## [Given text]

>>>>>

If the 2010 season began today, Melky Cabrera would be the Yankees starting left fielder. From an offensive standpoint, that’s not ideal. While Melky improved in 2009 after below average 2007 and 2008 seasons, he was just a league average hitter. Of all American League outfielders with at least 500 plate appearances, Melky’s wOBA ranked above just four: Ryan Sweeney, Vernon Wells, B.J. Upton, and Alex Rios. His defense, average in center field, might add a few runs in left, but it’s doubtful that would bridge the gap. The Yankees need to remain focused on adding a left fielder.
Johnny Damon appears the team’s top target, but recent stories indicate that the two parties remain far apart. In fact, Damon says that the team hasn’t made an offer yet and he hasn’t made his desires known to them. That hasn’t stopped Scott Boras, of course, from making outrageous demands on behalf of his client. If the Yankees don’t offer at least three years at at least $13 million, he says, they shouldn’t even bother making one. That leaves the Yankees still searching for left fielders. While I think the two parties will reconcile soon enough, it’s always fun to explore other options.

<<<<<

[Collected data]
>>>>>

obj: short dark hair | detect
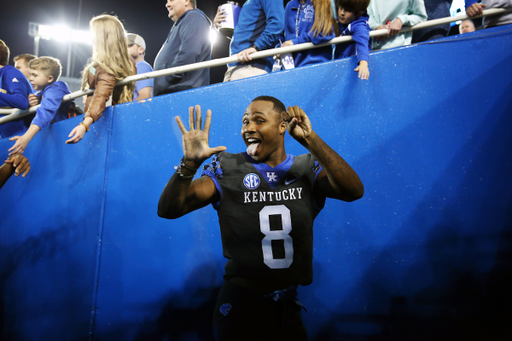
[0,39,11,66]
[13,53,37,65]
[28,57,62,82]
[252,96,286,114]
[337,0,370,16]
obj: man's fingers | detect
[288,117,299,131]
[176,116,187,135]
[188,107,194,131]
[196,105,203,130]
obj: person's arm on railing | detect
[66,69,116,144]
[9,86,66,155]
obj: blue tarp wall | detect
[0,26,512,341]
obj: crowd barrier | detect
[0,8,512,124]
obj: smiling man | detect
[153,0,212,96]
[158,96,364,341]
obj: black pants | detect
[213,281,307,341]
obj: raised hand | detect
[176,105,227,169]
[281,105,313,142]
[66,124,87,144]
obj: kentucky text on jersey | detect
[244,187,302,204]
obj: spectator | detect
[153,0,212,96]
[466,0,512,28]
[14,53,37,79]
[459,19,476,34]
[127,33,153,101]
[0,154,30,188]
[368,0,427,50]
[9,57,74,155]
[0,40,34,138]
[281,0,337,67]
[214,0,284,82]
[412,0,452,43]
[334,0,371,79]
[66,14,137,143]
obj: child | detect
[281,0,337,67]
[66,14,137,143]
[9,57,74,155]
[334,0,371,79]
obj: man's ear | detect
[279,111,286,135]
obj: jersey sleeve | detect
[201,154,224,209]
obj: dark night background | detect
[0,0,287,84]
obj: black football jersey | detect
[202,152,325,285]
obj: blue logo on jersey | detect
[244,173,260,189]
[219,303,233,316]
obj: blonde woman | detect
[66,14,137,143]
[282,0,338,67]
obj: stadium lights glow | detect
[29,23,92,45]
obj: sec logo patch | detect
[244,173,260,189]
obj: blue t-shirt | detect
[228,0,284,72]
[133,60,153,100]
[32,81,72,129]
[0,65,34,138]
[334,13,371,63]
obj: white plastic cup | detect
[281,53,295,70]
[219,1,242,37]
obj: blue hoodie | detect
[0,65,34,138]
[334,13,371,64]
[284,0,335,67]
[153,9,212,96]
[32,81,72,129]
[228,0,284,72]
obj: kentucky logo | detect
[219,303,233,316]
[304,5,315,22]
[244,173,260,189]
[267,172,277,182]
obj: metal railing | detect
[0,7,512,124]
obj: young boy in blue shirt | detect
[0,40,34,139]
[334,0,371,79]
[9,57,74,155]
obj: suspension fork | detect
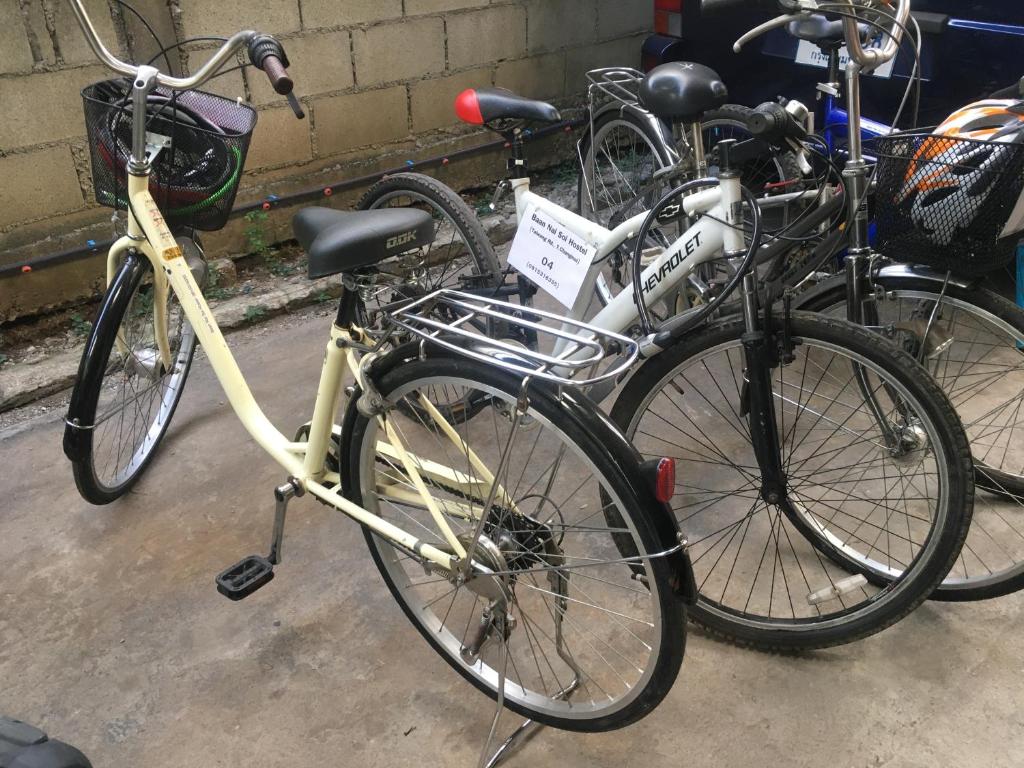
[845,256,901,451]
[741,270,786,504]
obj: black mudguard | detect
[63,252,150,461]
[341,342,697,605]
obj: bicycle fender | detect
[341,341,697,605]
[63,252,150,461]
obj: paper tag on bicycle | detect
[795,40,896,78]
[509,206,597,308]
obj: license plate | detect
[794,40,896,78]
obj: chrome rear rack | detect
[587,67,644,112]
[384,289,640,386]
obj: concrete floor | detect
[0,303,1024,768]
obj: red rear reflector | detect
[654,459,676,504]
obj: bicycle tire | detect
[795,275,1024,601]
[577,110,672,313]
[63,253,197,505]
[611,312,974,650]
[342,349,685,731]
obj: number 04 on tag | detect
[509,206,597,308]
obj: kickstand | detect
[477,608,583,768]
[477,616,544,768]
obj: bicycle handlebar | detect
[733,0,910,70]
[68,0,293,95]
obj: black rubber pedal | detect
[217,555,273,600]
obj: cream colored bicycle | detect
[65,0,692,730]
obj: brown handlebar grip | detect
[263,54,294,96]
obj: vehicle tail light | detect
[654,0,683,37]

<<<<<

## [Questions]
(1) Name the American League outfielders (minimum 500 plate appearances) whose wOBA, according to the Yankees left field text, ranked below Melky Cabrera's.
(2) From the Yankees left field text, return everything from "If the 2010" down to "a left fielder.".
Draw only on the Yankees left field text, not on the collected data.

## [Solutions below]
(1) Ryan Sweeney, Vernon Wells, B.J. Upton, and Alex Rios.

(2)
If the 2010 season began today, Melky Cabrera would be the Yankees starting left fielder. From an offensive standpoint, that’s not ideal. While Melky improved in 2009 after below average 2007 and 2008 seasons, he was just a league average hitter. Of all American League outfielders with at least 500 plate appearances, Melky’s wOBA ranked above just four: Ryan Sweeney, Vernon Wells, B.J. Upton, and Alex Rios. His defense, average in center field, might add a few runs in left, but it’s doubtful that would bridge the gap. The Yankees need to remain focused on adding a left fielder.